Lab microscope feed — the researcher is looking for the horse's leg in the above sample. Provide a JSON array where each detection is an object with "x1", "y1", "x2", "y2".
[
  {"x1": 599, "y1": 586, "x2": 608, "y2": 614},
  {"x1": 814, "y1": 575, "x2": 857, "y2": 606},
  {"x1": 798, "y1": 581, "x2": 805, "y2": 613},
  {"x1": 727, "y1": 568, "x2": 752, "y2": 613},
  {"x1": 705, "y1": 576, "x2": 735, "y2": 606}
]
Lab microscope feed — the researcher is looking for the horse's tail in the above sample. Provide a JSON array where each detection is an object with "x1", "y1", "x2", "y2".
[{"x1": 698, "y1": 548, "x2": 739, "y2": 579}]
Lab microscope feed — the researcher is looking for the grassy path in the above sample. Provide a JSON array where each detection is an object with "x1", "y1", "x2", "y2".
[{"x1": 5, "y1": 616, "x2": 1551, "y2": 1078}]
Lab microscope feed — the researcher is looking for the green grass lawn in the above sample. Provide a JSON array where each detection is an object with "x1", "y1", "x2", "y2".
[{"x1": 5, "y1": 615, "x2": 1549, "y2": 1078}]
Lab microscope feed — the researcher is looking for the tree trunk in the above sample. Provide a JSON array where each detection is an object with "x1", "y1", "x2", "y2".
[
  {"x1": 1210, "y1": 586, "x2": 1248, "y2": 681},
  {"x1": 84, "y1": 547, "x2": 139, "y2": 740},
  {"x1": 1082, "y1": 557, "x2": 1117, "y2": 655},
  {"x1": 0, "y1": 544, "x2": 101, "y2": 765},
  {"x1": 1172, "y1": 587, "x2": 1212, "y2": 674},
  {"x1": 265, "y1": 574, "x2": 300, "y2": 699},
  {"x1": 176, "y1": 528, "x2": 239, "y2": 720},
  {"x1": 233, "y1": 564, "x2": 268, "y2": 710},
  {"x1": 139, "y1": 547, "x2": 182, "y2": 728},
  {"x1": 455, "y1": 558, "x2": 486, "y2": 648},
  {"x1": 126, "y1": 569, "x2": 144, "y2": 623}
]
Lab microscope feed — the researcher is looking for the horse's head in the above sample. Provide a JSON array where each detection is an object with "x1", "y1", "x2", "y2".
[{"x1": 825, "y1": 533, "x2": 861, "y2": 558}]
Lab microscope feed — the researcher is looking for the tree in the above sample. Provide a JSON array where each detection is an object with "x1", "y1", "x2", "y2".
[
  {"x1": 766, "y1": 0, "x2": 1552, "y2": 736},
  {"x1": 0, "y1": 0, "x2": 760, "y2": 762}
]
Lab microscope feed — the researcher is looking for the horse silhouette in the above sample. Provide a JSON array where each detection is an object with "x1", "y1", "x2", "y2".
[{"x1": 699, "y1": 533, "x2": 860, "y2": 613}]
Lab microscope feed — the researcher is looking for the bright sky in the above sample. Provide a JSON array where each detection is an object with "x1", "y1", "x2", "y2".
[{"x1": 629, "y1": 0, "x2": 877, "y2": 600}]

[EXERCISE BRIEF]:
Copy out exactly the lines that run from the one holding "the tree trunk" through the end of the data above.

[OUTPUT OF THE TASK]:
Lab microscope feed — the researcher is looking for the tree trunk in the above sample. Provide a JSON array where each detection is an object with "x1", "y1", "x2", "y2".
[
  {"x1": 1210, "y1": 586, "x2": 1248, "y2": 681},
  {"x1": 84, "y1": 547, "x2": 139, "y2": 740},
  {"x1": 1082, "y1": 557, "x2": 1117, "y2": 655},
  {"x1": 0, "y1": 544, "x2": 101, "y2": 765},
  {"x1": 1172, "y1": 587, "x2": 1212, "y2": 674},
  {"x1": 265, "y1": 574, "x2": 300, "y2": 699},
  {"x1": 176, "y1": 528, "x2": 239, "y2": 720},
  {"x1": 233, "y1": 564, "x2": 268, "y2": 710},
  {"x1": 139, "y1": 547, "x2": 182, "y2": 728},
  {"x1": 455, "y1": 558, "x2": 486, "y2": 648},
  {"x1": 126, "y1": 569, "x2": 144, "y2": 623}
]
Lab microscope feed — the researcher is looking for the horse's head in the above sample. Provide a JSON array where each detection is an object with "x1", "y1", "x2", "y2".
[{"x1": 825, "y1": 533, "x2": 861, "y2": 558}]
Lab microscope feed — the researcher is looking for the tree in the above sample. Provide a JSON array where each detection is an object with "x1", "y1", "x2", "y2".
[
  {"x1": 766, "y1": 0, "x2": 1552, "y2": 736},
  {"x1": 0, "y1": 0, "x2": 760, "y2": 762}
]
Lab microscope feed — the researcher is looking for the horse silhouette in the above sample. Provide a JSON array where each detection is an object with "x1", "y1", "x2", "y2".
[{"x1": 699, "y1": 533, "x2": 860, "y2": 613}]
Lab microscope feed — the researcher is looking for the bright sky in the above sample. Provide a JSON array where each detection is an object with "x1", "y1", "x2", "y2".
[{"x1": 629, "y1": 0, "x2": 877, "y2": 600}]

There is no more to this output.